AVAILABLE RECORDS
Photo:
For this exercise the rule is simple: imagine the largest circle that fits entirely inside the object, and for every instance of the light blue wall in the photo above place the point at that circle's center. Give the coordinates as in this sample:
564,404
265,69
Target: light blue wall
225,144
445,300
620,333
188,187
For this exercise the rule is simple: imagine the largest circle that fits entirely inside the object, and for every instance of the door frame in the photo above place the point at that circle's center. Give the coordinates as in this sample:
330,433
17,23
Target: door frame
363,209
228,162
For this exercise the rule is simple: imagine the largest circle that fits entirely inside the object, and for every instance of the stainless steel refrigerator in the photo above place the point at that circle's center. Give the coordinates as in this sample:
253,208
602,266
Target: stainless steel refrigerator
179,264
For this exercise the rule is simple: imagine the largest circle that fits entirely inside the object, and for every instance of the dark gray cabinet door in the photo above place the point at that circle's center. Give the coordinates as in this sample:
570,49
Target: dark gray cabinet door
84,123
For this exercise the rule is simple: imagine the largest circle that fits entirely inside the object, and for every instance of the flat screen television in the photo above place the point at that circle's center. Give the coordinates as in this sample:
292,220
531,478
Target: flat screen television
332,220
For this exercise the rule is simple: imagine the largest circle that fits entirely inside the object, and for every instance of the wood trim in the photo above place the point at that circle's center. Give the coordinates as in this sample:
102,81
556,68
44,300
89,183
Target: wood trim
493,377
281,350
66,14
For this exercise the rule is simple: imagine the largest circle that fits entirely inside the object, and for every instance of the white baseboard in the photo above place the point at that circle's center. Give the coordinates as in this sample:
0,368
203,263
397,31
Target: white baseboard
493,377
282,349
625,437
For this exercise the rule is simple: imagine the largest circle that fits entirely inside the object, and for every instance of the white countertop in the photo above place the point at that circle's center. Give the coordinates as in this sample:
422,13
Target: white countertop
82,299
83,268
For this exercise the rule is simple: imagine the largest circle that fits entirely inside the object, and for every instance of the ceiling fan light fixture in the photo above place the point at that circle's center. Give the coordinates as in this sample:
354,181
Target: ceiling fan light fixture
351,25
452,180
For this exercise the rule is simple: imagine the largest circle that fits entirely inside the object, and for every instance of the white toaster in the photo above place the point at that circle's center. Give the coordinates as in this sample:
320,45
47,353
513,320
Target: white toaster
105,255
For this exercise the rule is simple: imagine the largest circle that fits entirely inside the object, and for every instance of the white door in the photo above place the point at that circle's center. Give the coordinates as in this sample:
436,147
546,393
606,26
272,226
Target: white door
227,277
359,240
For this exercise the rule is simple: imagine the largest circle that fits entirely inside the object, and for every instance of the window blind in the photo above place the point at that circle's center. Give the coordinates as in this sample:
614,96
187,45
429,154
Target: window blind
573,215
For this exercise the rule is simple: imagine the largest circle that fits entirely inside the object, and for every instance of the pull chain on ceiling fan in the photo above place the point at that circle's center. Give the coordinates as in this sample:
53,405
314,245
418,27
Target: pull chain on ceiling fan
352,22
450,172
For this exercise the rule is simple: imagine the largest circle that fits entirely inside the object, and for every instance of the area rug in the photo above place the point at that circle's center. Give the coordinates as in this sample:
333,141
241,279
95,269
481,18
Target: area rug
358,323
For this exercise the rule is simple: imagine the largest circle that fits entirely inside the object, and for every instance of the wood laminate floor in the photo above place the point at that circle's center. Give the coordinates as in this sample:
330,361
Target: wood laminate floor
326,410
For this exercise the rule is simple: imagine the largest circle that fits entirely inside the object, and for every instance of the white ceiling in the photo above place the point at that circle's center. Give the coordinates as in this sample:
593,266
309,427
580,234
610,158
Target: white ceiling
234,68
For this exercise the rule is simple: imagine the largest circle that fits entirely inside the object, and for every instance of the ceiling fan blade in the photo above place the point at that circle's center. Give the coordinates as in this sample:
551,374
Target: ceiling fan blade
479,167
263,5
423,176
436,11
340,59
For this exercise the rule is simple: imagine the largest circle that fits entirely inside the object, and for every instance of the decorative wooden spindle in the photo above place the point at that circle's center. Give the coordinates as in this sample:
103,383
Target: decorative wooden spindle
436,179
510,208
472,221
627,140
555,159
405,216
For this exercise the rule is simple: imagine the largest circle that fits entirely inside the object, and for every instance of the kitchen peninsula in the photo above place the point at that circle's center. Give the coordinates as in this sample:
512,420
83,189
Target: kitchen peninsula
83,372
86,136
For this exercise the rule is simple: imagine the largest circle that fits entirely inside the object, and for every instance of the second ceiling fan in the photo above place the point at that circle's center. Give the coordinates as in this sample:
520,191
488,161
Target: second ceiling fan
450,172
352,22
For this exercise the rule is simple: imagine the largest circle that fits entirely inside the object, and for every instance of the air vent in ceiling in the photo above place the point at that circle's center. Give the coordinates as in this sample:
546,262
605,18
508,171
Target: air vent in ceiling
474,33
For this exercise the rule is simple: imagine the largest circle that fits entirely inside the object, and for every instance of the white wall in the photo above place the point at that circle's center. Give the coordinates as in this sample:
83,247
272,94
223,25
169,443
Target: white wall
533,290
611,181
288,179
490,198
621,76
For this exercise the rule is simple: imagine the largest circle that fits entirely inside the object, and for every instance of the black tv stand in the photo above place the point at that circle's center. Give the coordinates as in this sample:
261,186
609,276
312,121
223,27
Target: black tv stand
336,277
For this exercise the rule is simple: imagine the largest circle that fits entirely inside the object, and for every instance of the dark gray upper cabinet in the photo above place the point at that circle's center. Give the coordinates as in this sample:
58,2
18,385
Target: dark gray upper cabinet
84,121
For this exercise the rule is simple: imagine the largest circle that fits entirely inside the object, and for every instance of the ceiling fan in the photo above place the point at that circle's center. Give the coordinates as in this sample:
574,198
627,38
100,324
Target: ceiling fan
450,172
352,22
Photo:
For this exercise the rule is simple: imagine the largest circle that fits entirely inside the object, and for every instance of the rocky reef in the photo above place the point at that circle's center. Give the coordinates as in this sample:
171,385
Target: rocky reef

--

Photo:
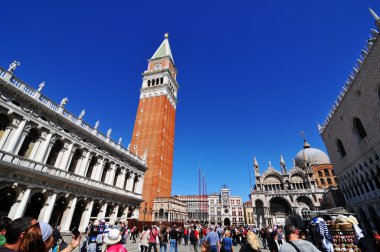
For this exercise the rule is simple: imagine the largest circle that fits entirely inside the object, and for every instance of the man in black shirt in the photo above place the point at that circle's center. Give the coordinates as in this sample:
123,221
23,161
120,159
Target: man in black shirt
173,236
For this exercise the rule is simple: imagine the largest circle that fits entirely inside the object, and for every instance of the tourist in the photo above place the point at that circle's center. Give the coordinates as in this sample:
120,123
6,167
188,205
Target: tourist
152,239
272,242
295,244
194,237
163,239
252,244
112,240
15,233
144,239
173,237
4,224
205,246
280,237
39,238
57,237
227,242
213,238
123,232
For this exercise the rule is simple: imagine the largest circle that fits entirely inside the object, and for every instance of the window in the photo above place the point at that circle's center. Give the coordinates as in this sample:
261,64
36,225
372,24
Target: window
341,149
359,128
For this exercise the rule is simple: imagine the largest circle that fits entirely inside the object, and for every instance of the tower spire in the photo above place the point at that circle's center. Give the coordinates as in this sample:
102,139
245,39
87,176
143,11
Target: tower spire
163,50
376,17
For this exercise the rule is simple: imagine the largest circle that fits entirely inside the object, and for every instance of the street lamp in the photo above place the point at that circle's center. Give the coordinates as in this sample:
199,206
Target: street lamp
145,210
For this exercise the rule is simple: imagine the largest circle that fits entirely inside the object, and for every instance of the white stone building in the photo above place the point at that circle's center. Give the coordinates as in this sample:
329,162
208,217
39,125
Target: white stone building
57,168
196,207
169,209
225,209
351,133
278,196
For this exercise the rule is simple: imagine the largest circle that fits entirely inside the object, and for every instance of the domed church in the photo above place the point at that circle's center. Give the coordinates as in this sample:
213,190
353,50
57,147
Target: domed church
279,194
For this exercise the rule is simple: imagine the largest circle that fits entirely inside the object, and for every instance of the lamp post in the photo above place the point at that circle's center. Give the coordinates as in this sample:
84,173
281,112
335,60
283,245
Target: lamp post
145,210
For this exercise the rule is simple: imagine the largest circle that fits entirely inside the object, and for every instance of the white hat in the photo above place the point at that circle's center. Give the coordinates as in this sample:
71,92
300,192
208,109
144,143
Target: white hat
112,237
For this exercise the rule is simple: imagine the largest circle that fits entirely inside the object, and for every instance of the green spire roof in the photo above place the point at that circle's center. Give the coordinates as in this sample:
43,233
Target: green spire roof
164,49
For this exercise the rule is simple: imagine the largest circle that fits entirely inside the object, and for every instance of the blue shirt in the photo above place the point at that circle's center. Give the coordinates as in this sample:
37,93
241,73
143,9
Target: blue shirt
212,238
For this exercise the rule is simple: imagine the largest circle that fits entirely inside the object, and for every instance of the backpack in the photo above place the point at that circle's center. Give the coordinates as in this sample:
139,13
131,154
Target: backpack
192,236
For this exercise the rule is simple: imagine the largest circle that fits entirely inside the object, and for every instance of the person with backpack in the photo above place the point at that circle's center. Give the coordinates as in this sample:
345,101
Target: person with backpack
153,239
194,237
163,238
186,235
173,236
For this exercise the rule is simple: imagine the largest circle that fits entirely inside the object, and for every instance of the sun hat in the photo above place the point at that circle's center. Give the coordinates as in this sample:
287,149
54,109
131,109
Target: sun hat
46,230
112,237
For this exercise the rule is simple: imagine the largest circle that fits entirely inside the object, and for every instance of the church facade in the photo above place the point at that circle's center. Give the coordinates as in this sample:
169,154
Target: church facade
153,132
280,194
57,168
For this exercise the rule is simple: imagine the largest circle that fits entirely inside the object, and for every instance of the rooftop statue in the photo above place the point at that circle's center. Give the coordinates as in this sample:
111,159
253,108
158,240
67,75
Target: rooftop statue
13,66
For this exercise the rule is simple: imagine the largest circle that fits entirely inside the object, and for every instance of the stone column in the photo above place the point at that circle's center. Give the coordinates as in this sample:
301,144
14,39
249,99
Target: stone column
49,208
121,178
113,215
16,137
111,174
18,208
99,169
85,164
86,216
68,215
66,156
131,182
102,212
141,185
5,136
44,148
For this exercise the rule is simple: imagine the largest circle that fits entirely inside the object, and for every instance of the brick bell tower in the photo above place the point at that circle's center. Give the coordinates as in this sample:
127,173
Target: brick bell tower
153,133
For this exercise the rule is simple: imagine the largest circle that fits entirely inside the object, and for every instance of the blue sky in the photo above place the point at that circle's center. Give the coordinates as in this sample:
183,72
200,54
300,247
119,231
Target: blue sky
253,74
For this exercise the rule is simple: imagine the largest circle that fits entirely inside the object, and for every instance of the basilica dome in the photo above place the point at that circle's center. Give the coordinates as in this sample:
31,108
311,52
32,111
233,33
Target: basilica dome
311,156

GOAL OF THE EXERCISE
Collect every line of the records that contains the string "spindle". Case counts, so uppercase and lowercase letters must match.

WRITTEN RESPONSE
For this exercise the rule is simple: imagine the largest circle that fits entirely inside the object, and for every instance of the decorative wooden spindle in the photo above place the point at that circle's center. Give the coordinates as in this sample:
Target: decorative wooden spindle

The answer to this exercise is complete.